*Goal*:
Return each line of the listing below that contains the word "pole".

*Stored records*:
BEGIN

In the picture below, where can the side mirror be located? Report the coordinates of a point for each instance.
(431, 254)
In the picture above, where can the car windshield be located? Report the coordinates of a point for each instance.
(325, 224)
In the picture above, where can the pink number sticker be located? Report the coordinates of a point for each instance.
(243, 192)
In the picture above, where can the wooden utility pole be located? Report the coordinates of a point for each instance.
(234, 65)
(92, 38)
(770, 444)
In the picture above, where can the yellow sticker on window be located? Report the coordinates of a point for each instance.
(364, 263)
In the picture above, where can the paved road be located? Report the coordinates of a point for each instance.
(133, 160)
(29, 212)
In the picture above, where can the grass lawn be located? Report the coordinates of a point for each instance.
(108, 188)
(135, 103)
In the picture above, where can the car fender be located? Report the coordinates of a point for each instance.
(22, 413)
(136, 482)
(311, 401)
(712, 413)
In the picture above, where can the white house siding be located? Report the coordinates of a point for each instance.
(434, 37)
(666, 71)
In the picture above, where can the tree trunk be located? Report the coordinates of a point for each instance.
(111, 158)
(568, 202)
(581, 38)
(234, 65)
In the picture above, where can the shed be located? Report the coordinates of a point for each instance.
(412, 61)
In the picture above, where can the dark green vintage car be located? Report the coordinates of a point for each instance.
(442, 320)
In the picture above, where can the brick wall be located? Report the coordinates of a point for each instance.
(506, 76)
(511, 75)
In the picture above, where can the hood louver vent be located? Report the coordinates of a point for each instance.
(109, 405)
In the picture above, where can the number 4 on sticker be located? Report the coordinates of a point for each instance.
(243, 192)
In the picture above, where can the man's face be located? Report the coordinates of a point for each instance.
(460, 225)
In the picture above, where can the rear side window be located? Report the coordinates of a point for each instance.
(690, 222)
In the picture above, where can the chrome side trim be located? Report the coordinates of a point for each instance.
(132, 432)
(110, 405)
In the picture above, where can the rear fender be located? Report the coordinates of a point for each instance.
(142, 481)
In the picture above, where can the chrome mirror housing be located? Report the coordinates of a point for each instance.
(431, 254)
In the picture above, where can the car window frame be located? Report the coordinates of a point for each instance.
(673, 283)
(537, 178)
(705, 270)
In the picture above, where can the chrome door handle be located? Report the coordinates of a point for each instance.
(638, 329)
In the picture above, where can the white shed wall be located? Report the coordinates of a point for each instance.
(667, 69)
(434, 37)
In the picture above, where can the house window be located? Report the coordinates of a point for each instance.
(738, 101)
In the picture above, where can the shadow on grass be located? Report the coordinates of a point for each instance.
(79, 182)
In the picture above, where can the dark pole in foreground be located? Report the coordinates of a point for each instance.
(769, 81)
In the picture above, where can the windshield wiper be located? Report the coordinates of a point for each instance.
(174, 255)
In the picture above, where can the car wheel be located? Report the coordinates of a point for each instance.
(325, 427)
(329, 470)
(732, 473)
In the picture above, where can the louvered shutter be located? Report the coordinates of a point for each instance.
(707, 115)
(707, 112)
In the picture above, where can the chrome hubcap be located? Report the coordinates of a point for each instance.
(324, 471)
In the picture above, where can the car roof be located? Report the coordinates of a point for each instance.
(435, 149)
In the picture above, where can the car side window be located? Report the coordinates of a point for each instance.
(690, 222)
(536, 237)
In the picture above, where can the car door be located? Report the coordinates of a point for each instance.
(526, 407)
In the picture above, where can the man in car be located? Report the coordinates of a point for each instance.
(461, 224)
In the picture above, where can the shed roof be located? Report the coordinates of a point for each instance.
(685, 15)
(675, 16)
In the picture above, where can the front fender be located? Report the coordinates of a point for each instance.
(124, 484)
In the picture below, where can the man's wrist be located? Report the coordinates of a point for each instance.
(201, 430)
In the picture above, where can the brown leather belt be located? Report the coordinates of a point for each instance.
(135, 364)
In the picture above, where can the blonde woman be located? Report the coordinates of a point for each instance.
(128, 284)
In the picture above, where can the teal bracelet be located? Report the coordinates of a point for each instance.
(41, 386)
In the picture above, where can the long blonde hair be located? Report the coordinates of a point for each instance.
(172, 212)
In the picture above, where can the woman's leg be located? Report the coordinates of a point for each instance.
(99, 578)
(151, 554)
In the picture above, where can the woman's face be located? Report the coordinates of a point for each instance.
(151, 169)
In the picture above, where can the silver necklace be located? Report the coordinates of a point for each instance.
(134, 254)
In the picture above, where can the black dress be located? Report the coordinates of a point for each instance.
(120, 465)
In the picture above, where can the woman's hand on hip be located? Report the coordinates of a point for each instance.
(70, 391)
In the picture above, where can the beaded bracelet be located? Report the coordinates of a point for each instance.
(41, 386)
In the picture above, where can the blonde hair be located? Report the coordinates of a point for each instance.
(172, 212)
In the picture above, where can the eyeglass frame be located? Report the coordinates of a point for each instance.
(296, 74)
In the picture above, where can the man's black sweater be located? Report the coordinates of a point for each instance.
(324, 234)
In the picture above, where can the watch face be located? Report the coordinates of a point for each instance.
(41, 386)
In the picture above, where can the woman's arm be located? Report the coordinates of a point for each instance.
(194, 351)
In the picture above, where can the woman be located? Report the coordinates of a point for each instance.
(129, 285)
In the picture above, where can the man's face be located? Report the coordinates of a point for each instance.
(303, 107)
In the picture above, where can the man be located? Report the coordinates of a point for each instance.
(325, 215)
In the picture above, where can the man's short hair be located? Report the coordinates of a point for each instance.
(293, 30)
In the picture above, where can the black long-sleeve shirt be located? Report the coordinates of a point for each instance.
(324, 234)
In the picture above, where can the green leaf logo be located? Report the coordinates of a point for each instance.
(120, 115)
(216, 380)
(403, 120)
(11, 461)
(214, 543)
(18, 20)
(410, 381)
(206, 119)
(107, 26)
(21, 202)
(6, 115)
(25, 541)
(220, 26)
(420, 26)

END
BEGIN

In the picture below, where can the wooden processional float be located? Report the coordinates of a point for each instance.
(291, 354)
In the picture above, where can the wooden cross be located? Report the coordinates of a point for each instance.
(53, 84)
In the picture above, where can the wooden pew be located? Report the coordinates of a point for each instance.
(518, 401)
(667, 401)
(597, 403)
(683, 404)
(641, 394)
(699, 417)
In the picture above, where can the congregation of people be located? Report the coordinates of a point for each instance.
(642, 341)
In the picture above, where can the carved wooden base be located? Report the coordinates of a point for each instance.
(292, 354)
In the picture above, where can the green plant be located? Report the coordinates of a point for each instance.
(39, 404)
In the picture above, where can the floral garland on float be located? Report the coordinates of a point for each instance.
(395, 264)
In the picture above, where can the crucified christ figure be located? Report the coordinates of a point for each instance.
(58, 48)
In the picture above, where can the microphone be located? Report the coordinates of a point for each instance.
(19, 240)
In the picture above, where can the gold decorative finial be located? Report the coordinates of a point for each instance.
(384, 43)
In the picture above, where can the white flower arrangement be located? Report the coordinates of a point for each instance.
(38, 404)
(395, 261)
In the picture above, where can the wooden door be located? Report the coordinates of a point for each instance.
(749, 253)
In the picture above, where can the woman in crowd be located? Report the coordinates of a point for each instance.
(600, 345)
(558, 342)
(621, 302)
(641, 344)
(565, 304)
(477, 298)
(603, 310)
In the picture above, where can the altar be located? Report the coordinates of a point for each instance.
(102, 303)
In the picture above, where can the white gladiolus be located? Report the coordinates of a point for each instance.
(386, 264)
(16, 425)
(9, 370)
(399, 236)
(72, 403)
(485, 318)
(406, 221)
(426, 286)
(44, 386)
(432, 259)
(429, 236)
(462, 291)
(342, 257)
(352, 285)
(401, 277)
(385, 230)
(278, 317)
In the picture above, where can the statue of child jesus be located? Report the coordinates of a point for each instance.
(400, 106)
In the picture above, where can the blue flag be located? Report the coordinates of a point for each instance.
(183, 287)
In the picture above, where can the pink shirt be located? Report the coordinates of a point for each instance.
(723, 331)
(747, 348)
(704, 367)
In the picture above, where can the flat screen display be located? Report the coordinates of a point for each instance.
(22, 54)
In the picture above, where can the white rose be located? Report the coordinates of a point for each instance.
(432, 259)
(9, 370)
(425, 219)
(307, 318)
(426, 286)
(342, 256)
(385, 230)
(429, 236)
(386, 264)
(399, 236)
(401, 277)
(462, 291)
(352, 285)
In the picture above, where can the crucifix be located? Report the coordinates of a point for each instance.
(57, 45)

END

*Solution to this exercise*:
In the picture above, where can the wooden utility pole be located? Report the coordinates of a point for each instance.
In the picture above, where can the dark pole in foreground be located? Report the coordinates of a point for each instance.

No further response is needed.